Passage given »

____________________

SAN FRANCISCO (Reuters) - Wal-Mart Stores Inc presented a colorful, casual line of youthful looks for kids and teens on Saturday at a fashion show that previewed the mass-market chain's new low-cost offerings for back to school.

The world's largest retailer has been careful not to accentuate the fashion quotient in its clothing offerings this year ever since a disastrous push into more stylish gear in late 2005 alienated its core customers looking for basics.

Still, the company's presence at the Fashion on the Square runway show in this city's posh downtown Union Square was a nod to the importance of youth trends when it comes to selling apparel.

This year, Wal-Mart is focusing on key seasonal items for families, and showcasing young women and girls' denim brand l.e.i. from Jones Apparel Group Inc and surfer brand Op, which it has licensed from Iconix Brand Group .

Little girls in jeans and T-shirts with pink ribbons in their hair sauntered down the runway.

The image of Hannah Montana, the popular Disney television character who is a student by day but a pop star by night, emblazoned many T-shirts, whether sparkly pink, bright fuchsia, or adorned with images of silver and gold guitars.

Boys sported mismatched plaids in khakis and blues, or bright Op T-shirts in sunset colors.

Wal-Mart, one of the event's sponsors, stayed relatively under the radar at the fashion show, which included looks by other designers, including Chris March, who appeared on last season's TV reality show "Project Runway."

Only after the parade of some 30 kids and teens was over, an announcer shouted through a microphone: "It's one of their first real fashion shows so give it up for Wal-Mart!"

____________________

Short problem » Can you reproduce the part of the Wal-Mart fashion show article from "Little girls in" to "in sunset colors.", word for word?

Data extract »
____________________

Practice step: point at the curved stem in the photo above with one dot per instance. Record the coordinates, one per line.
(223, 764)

____________________

Answer to the exercise »
Little girls in jeans and T-shirts with pink ribbons in their hair sauntered down the runway.

The image of Hannah Montana, the popular Disney television character who is a student by day but a pop star by night, emblazoned many T-shirts, whether sparkly pink, bright fuchsia, or adorned with images of silver and gold guitars.

Boys sported mismatched plaids in khakis and blues, or bright Op T-shirts in sunset colors.